### Passage shown ###
In The Dream and the Deal, Jerre Mangione traced initial instructions to collect life histories and folklore to Washington, and the interests of Henry Alsberg, Director of the Federal Writers’ Project, and of John A. Lomax and Benjamin Botkin, his successive folklore editors. Some state projects received these instructions “with derision.” Yet in Nebraska, Mangione notes, as in some southern states, Project workers and the local community took an enthusiastic interest in gathering folklore materials.

The Nebraska Project decided to devote special attention to folklore and pioneer reminiscences. It eventually published some thirty folklore pamphlets on topics that included Cowboy Songs, Pioneer Dance Calls, Santee-Sioux Legends, Nebraska Cattle Brands, and Indian Ghost Legends, among others. Two pamphlets, Farmers Alliance Songs of the 1890s and More Farmers Alliance Songs of the 1890s reflected the deep roots of populism in William Jennings Bryan’s home state and the resonance of those protests in the hard times of the 1930s.

photo of  Nebraska Folklore Pamphlet Twenty: More Farmers' Alliance Songs of the 1890's

On February 7, 1940, the Sunday edition of the New York Times included a write up of the Nebraska Project’s pamphlet Pioneer Recollections under the title “Life on the Frontier Vividly Recalled.” The story told how now aged residents of the state recalled the earliest days of white settlement, including “Indian Massacres, Grasshopper Plagues and Claim-Jumping.” The story included a poignant vision of the beauty of the unsettled prairies. “The wild roses, in the ’70’s, were very thick with red blooms that could be seen for miles away,” recalled a Lincoln woman who came to the state in a covered wagon in 1872. “They had red berries on them larger than your thumb. Buffaloes could be seen wallowing in the mud along small streams.” It was beautiful, but disconcerting too, “I can remember looking at the rolling grass… and how it used to make me seasick because it looked exactly like water; sometimes I could see mirages in it.” The Times‘s story ended with the observation that the pamphlets had “attracted wide attention among students of American culture.”
###
#### Request A
In the records, reproduce the lines from the line with "task | drop a marker on every instance of the shallow" to the line with "column 523, row 403", both included, without changing anything in them.
#### Request B
Carry on the text about the Nebraska Writers' Project folklore work, beginning right after its final sentence.
### Exercise input ###
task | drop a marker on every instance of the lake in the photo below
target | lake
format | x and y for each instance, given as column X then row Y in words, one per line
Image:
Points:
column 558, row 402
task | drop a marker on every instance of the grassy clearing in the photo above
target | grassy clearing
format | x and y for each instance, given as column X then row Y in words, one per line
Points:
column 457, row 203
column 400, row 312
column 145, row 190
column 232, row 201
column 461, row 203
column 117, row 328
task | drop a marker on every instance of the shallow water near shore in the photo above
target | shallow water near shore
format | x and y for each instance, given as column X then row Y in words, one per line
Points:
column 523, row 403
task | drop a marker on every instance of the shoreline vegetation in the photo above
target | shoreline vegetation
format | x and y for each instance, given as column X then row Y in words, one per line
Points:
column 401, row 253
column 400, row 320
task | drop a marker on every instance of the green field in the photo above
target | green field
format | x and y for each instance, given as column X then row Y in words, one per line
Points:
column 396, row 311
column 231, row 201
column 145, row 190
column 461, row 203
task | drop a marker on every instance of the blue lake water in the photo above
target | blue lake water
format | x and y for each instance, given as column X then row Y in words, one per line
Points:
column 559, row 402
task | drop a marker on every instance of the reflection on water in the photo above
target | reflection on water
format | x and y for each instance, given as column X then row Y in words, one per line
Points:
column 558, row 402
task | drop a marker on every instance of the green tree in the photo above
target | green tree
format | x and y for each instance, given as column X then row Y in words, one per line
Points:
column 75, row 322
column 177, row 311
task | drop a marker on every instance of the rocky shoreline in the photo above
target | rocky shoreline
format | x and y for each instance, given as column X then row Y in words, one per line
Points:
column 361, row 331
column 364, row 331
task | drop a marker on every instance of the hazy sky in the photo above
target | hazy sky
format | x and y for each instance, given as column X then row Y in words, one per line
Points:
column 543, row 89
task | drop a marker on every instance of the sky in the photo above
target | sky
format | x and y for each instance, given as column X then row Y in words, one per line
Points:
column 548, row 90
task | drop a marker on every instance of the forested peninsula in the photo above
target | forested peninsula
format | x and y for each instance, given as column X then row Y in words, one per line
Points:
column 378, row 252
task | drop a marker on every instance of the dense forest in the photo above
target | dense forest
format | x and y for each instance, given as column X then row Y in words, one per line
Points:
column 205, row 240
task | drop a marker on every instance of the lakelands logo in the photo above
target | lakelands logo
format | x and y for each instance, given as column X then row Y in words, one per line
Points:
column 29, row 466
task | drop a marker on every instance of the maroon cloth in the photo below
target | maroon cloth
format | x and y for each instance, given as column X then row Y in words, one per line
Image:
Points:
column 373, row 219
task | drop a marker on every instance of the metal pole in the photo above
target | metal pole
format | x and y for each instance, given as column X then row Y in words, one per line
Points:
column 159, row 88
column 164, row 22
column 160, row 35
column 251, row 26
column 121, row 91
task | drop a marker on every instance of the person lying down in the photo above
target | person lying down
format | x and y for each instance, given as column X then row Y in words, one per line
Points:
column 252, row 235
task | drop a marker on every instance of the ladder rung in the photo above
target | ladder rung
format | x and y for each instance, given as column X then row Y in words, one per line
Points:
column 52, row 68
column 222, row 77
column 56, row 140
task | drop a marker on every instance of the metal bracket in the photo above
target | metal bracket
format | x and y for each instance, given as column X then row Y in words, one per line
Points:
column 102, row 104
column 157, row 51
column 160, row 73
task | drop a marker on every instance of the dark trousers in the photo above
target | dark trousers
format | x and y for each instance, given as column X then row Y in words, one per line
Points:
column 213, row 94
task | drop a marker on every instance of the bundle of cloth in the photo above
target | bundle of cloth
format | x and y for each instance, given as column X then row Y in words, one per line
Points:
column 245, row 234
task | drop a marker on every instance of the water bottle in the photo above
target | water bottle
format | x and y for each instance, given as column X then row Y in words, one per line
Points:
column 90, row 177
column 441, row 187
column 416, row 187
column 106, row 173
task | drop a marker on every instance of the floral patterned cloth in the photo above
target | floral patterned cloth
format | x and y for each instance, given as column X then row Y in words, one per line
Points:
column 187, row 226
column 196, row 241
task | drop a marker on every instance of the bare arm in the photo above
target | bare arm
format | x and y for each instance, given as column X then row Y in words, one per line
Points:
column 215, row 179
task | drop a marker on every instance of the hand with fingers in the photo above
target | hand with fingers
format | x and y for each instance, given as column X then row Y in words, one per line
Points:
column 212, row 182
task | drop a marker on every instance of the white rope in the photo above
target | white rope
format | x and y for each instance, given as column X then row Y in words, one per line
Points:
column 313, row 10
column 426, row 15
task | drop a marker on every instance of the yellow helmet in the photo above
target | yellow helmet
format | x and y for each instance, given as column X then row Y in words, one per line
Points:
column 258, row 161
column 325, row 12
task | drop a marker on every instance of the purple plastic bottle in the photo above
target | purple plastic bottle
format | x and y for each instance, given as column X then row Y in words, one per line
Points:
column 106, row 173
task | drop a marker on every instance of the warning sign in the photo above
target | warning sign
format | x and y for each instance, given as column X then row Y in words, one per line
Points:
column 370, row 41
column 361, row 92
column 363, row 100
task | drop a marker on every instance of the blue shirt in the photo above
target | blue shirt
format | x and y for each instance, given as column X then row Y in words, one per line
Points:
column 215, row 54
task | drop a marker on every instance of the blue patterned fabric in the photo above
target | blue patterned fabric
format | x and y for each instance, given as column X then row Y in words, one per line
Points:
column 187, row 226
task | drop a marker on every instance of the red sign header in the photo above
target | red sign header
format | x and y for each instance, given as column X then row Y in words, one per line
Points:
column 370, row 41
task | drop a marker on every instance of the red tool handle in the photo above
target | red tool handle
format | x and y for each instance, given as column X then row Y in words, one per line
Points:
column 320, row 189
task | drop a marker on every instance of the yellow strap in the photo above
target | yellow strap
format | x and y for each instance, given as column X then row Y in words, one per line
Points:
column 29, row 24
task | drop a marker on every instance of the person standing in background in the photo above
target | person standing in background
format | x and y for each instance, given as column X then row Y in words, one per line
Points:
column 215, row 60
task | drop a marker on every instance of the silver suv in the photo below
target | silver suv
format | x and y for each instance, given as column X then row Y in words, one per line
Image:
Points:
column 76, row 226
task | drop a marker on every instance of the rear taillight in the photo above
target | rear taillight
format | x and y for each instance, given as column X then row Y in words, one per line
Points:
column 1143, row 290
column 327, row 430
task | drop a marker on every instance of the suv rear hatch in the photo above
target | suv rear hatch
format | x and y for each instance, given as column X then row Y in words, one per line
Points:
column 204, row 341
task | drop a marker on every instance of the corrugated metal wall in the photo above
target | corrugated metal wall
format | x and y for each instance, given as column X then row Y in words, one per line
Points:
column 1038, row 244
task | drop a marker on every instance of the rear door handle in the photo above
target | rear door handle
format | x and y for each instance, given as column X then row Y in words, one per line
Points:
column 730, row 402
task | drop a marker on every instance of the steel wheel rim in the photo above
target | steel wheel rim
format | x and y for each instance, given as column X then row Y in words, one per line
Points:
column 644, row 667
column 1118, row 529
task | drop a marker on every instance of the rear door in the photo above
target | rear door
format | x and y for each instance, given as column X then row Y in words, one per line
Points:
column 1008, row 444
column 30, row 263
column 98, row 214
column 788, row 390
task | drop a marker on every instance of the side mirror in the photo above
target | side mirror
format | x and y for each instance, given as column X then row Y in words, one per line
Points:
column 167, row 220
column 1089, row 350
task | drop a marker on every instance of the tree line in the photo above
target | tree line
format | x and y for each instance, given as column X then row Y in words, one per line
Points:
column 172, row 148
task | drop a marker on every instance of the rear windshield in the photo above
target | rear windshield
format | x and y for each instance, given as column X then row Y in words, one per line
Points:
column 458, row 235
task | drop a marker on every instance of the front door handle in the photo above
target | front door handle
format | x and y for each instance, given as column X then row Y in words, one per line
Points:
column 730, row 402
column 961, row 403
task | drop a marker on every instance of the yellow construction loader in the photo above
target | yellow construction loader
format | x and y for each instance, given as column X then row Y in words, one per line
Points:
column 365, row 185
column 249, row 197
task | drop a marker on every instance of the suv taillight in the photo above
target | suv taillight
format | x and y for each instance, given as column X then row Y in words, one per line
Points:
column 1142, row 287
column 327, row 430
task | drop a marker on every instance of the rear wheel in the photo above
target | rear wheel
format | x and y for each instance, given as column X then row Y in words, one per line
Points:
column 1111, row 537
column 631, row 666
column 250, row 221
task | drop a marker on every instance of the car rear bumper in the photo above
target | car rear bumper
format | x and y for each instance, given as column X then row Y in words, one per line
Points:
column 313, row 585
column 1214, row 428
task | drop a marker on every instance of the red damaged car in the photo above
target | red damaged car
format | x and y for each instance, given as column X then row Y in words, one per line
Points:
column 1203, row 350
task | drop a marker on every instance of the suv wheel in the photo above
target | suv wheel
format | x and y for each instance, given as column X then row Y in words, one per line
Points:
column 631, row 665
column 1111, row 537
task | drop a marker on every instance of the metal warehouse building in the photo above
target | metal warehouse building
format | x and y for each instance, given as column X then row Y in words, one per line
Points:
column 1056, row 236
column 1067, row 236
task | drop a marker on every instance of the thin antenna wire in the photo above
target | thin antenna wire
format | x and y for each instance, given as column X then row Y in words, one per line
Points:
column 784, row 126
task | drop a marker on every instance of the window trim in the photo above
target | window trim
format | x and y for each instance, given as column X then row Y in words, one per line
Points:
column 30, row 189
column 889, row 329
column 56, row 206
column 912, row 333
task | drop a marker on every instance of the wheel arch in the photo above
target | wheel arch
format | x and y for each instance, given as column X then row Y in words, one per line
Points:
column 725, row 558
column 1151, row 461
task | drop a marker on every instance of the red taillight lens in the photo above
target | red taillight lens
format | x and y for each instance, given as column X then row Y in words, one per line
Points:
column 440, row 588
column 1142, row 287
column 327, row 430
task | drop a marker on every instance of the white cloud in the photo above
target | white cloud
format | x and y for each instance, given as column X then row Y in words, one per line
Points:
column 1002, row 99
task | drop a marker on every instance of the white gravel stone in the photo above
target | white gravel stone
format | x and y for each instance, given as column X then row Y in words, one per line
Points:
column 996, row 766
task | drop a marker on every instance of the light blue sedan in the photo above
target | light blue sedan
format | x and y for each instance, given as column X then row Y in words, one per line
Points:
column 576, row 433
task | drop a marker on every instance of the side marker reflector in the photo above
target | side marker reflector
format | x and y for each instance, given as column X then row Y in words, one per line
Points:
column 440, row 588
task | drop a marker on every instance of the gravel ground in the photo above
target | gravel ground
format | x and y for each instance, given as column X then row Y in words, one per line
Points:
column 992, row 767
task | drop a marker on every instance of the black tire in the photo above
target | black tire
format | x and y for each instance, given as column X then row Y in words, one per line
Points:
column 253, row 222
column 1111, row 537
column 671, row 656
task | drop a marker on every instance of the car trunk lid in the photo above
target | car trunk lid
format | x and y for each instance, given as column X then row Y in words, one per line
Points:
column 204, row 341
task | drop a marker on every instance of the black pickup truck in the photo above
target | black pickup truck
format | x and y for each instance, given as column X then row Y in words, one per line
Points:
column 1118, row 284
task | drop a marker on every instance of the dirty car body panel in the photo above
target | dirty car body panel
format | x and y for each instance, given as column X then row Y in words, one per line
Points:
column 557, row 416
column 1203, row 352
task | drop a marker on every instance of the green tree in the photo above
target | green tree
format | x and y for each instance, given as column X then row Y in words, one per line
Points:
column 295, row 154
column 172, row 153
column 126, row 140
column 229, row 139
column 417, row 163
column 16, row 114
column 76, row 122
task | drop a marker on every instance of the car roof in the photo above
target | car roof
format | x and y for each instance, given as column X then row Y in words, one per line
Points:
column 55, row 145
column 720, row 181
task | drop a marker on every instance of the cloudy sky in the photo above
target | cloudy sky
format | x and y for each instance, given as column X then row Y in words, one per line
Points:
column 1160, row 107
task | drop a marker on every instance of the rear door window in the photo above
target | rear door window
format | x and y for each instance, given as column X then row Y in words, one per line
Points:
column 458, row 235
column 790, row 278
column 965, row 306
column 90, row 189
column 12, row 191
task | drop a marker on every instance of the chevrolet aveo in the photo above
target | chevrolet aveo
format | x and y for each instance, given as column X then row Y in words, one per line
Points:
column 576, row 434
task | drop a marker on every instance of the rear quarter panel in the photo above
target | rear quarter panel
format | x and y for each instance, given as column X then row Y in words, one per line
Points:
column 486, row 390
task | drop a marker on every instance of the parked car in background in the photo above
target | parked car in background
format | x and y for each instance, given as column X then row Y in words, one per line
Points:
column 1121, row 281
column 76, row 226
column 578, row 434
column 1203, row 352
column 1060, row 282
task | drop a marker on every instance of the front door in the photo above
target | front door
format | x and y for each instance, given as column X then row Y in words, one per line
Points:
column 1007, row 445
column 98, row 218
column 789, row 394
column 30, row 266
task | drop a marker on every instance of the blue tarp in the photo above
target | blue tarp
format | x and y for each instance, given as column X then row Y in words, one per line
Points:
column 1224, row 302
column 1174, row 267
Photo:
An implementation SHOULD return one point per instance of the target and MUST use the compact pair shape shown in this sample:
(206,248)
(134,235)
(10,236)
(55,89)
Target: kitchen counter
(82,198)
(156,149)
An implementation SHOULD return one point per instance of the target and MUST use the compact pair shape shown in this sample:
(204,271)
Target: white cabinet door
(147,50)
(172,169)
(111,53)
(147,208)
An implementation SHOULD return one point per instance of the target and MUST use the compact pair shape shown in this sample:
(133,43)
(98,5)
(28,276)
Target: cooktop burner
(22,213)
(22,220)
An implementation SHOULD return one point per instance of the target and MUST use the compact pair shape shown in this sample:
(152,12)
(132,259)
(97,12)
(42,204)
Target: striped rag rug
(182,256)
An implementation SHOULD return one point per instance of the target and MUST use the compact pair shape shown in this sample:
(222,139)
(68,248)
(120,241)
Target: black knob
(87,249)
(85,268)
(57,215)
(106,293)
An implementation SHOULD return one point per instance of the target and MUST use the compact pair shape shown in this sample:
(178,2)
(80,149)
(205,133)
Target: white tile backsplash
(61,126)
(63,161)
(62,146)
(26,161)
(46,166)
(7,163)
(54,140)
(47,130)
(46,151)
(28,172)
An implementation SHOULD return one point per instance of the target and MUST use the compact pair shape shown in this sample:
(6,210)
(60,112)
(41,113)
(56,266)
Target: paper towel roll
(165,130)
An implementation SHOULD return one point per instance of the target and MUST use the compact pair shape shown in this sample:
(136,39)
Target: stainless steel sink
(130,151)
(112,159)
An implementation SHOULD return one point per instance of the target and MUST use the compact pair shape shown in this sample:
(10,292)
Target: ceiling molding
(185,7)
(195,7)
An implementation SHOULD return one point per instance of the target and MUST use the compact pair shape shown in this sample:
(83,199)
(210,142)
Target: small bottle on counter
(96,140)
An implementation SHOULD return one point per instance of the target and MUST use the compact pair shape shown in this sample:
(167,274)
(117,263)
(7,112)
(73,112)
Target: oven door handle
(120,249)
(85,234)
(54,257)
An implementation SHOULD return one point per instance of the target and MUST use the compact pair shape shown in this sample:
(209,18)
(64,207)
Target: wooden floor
###
#### Exercise output A
task | drop a marker on every instance of the shallow water near shore in the photo above
target | shallow water near shore
format | x and y for each instance, given as column X then row Y in words, one per line
Points:
column 523, row 403

#### Exercise output B
As Nebraska’s Project workers gathered stories from old timers for the Nebraska Guide and local guides, and interviewed them about daily life, folk culture and local history, they put together a unique collection of narratives and anecdotes that became Nebraska’s contribution to the American Life Histories. In the minds of the Federal administrators, these life histories, recording the struggles, passions, and creativity of ordinary people, would be the foundation of a new understanding of “composite America,” a civilization enriched by the dreams and dynamism of ethnic, national, and racial minorities. This vision grew from a new appreciation of the complex brew of ethnic and national cultures that first began to take shape in Willa Cather’s immigrant novels. The appeal of this understanding of American life grew enormously as Americans watched the vicious nationalisms of fascism and Nazism take hold of old Europe.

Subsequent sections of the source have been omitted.